▶ Sua tarefa:
Reescreva o trecho do texto sobre gênero que vai de "Beatriz Lins, Bernardo" até "(LINS, 2016, p.24).", substituindo "dicotomias" por "oposições".

▶ Trecho:

▼▼▼

Refletir sobre educação sexual e, mais especificamente, sobre gênero é cutucar uma das feridas da sociedade brasileira que ainda parece estar a longos passos de ser cicatrizada, mas que ao mesmo tempo está sendo tratada de diversas formas, ainda que incômodas para grupos dominantes, por meio de alternativas que tentam transformar a realidade e formatar um viés de igualdade no campo social, utilizando muitas vezes o princípio de equidade na busca de soluções para o enfrentamento de preconceitos e discrepâncias, assinaladas em sua maioria por tabus e intolerância.

Neste sentido, é necessária a compreensão de que o conceito de gênero muito está ligado à identidade adotada por um indivíduo geralmente com base em seus genitais, mas também considerando os aspectos psicológicos e o papel que exerce no convívio social. É importante compreender também que gênero está atrelado à masculinidade e à feminilidade (ser homem ou mulher, num contexto histórico ou cultural), e, ainda, ao estabelecimento de significados para as diferenças corporais e comportamentais.

Beatriz Lins, Bernardo Machado e Michele Escoura apontam que
Para além dessas diferenças, as dicotomias entre feminilidade e masculinidade criam desigualdades: articulado com noções de hierarquias e poder, o gênero é também uma forma social de produzir posições de desigualdade entre pessoas, coisas, espaços ou emoções. (LINS, 2016, p.24).

▲▲▲

(Trechos de dados de apontamento)
▼▼▼

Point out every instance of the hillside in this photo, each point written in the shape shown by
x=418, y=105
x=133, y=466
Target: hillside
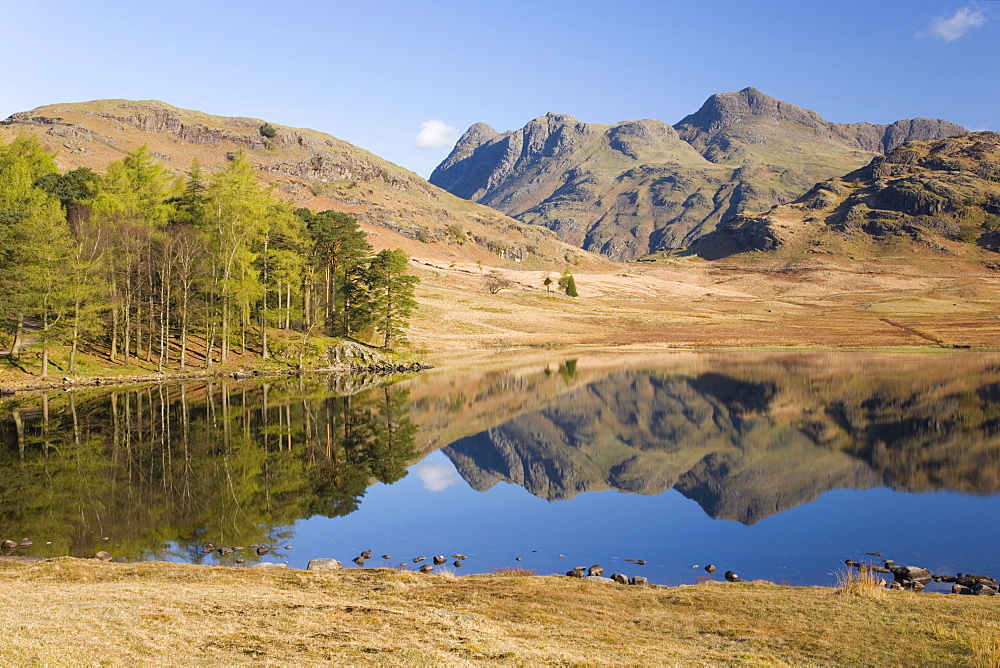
x=922, y=199
x=396, y=207
x=627, y=189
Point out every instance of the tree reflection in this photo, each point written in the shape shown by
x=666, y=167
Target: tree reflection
x=159, y=471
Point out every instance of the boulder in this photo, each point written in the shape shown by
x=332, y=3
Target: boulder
x=983, y=589
x=323, y=564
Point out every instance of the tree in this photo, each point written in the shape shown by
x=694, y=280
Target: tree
x=35, y=244
x=568, y=284
x=339, y=246
x=391, y=295
x=494, y=282
x=236, y=219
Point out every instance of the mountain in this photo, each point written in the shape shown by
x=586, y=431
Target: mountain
x=931, y=197
x=309, y=168
x=634, y=187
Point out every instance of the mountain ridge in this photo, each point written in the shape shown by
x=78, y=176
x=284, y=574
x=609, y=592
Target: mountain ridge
x=307, y=167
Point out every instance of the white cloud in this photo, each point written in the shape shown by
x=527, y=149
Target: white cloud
x=437, y=477
x=435, y=134
x=950, y=29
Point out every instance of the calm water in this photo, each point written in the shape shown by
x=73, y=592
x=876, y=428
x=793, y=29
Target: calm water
x=774, y=466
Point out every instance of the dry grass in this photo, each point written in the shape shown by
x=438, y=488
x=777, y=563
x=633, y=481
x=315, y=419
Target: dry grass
x=78, y=611
x=862, y=585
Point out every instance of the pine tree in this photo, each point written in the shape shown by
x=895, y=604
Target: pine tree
x=568, y=284
x=391, y=294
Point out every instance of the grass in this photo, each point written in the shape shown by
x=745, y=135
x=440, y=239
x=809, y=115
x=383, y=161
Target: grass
x=79, y=611
x=861, y=585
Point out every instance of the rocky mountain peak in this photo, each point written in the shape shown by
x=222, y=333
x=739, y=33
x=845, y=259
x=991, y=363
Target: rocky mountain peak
x=723, y=110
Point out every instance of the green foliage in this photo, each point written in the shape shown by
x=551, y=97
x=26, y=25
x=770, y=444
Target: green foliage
x=72, y=188
x=138, y=261
x=390, y=295
x=567, y=283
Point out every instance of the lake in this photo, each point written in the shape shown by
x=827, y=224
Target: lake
x=777, y=466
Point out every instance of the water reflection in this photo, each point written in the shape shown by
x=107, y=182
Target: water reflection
x=751, y=437
x=158, y=471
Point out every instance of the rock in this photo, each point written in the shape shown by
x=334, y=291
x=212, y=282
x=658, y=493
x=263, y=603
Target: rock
x=914, y=573
x=323, y=564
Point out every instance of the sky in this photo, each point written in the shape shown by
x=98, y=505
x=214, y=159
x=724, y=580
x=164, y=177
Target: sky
x=404, y=79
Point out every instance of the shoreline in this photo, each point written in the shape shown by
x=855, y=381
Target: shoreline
x=161, y=613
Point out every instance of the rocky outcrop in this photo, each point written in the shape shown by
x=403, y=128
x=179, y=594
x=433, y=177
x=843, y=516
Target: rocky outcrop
x=306, y=167
x=637, y=186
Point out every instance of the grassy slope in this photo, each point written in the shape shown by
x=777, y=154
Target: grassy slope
x=85, y=612
x=396, y=207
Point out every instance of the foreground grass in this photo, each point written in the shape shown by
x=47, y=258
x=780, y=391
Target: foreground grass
x=78, y=611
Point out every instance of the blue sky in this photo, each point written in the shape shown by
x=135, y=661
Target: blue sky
x=374, y=73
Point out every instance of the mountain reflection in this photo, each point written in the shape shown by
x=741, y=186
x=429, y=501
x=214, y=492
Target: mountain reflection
x=749, y=437
x=159, y=471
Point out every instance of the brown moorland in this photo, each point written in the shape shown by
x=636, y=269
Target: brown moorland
x=81, y=611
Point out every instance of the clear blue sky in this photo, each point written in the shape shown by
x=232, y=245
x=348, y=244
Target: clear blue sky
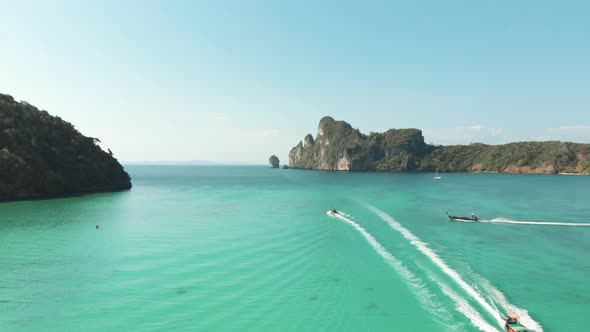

▲▲▲

▶ Resposta completa:
Beatriz Lins, Bernardo Machado e Michele Escoura apontam que
Para além dessas diferenças, as oposições entre feminilidade e masculinidade criam desigualdades: articulado com noções de hierarquias e poder, o gênero é também uma forma social de produzir posições de desigualdade entre pessoas, coisas, espaços ou emoções. (LINS, 2016, p.24).